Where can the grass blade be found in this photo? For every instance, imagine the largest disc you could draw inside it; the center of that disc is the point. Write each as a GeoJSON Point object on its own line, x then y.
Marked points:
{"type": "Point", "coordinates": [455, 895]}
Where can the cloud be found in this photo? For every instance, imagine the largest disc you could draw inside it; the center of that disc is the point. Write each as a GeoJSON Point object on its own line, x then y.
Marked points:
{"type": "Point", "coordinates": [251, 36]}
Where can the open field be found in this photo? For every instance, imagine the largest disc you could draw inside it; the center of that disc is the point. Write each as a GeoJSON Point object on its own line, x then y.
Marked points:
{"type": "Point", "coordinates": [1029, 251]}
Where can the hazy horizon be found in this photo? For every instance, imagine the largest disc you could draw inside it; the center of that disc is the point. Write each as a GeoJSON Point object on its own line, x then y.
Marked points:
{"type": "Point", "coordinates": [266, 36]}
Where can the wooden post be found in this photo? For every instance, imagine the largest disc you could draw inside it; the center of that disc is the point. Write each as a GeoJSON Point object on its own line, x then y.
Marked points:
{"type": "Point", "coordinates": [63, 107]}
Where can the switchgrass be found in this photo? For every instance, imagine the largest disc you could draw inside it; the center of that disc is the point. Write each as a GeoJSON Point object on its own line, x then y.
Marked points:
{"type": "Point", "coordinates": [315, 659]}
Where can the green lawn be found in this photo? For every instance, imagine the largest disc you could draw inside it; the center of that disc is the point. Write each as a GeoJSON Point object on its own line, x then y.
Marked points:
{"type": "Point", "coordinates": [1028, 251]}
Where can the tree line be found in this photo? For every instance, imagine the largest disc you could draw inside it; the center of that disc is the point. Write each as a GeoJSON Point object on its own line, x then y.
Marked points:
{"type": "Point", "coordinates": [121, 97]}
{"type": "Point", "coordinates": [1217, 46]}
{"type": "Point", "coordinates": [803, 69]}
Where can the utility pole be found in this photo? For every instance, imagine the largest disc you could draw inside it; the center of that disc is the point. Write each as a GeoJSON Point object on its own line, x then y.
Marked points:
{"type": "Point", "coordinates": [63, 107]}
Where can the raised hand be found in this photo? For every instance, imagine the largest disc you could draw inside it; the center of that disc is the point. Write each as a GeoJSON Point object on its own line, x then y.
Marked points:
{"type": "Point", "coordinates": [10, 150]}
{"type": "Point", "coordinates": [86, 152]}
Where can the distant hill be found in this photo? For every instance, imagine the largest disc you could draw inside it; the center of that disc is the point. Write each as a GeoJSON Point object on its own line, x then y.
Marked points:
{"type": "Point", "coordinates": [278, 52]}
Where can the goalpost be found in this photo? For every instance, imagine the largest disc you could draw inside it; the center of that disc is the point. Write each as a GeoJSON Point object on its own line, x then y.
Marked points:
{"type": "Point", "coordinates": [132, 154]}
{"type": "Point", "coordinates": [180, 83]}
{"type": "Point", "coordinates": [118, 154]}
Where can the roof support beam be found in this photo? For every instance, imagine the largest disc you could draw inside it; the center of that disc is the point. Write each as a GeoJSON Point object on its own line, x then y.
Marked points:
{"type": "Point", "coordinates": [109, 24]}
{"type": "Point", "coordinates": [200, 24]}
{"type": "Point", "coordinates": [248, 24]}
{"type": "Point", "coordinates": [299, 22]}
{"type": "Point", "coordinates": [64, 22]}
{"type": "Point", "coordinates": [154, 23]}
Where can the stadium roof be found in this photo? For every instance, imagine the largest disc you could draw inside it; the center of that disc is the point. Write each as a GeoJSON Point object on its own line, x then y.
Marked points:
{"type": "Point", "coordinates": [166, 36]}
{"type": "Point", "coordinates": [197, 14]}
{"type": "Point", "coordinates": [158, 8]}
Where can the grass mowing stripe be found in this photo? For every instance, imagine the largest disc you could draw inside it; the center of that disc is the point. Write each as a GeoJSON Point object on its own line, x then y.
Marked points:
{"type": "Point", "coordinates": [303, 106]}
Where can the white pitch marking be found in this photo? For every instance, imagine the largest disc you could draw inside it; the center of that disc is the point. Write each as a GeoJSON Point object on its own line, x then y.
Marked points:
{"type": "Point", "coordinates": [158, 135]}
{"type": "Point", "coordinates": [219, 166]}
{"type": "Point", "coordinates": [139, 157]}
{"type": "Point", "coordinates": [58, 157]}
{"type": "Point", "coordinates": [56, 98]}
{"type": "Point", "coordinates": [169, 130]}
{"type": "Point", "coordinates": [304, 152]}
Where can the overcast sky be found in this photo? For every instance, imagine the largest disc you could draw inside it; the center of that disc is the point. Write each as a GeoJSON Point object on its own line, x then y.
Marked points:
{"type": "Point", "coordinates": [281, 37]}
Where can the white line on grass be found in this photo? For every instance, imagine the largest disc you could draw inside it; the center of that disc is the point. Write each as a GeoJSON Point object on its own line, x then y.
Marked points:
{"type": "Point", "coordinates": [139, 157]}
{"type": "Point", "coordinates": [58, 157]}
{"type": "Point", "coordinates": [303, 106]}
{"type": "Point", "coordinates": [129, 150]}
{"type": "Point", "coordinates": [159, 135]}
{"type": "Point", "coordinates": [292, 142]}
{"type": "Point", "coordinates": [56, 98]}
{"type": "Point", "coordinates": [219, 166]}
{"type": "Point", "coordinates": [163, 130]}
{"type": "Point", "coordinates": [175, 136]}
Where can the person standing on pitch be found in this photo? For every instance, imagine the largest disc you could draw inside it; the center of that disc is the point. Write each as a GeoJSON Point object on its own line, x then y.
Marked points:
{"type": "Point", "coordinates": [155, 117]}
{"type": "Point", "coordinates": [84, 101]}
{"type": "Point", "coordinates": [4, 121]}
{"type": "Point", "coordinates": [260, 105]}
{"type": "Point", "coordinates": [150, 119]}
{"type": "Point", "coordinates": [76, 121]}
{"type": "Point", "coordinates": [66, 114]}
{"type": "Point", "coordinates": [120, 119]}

---------------

## STATED GOAL
Reproduce everything from the line containing "Where can the overcast" down to the end of the material, substituting "Labeled points" for each occurrence of "Marked points" and leaving all else unchanged.

## EXPECTED ANSWER
Where can the overcast sky be found in this photo? For every instance, imagine the largest disc you could draw inside it; the center of that disc is the point. Write each as a GeoJSON Point object on its own line, x then y.
Labeled points:
{"type": "Point", "coordinates": [281, 37]}
Where can the white line on grass be found in this photo? For every instance, imagine the largest disc you could draw inside it; the center of that disc is the point. Write each as a GeoJSON Point object on its own line, x then y.
Labeled points:
{"type": "Point", "coordinates": [139, 157]}
{"type": "Point", "coordinates": [58, 157]}
{"type": "Point", "coordinates": [303, 106]}
{"type": "Point", "coordinates": [129, 150]}
{"type": "Point", "coordinates": [159, 135]}
{"type": "Point", "coordinates": [292, 142]}
{"type": "Point", "coordinates": [56, 98]}
{"type": "Point", "coordinates": [219, 166]}
{"type": "Point", "coordinates": [163, 130]}
{"type": "Point", "coordinates": [175, 136]}
Where can the person standing on pitch be found in this photo? For every instance, imagine the largest disc you could draw inside it; the center of that disc is the point. Write each as a GeoJSON Point object on its own line, x then y.
Labeled points:
{"type": "Point", "coordinates": [155, 117]}
{"type": "Point", "coordinates": [84, 101]}
{"type": "Point", "coordinates": [4, 121]}
{"type": "Point", "coordinates": [260, 105]}
{"type": "Point", "coordinates": [150, 119]}
{"type": "Point", "coordinates": [76, 121]}
{"type": "Point", "coordinates": [66, 114]}
{"type": "Point", "coordinates": [120, 119]}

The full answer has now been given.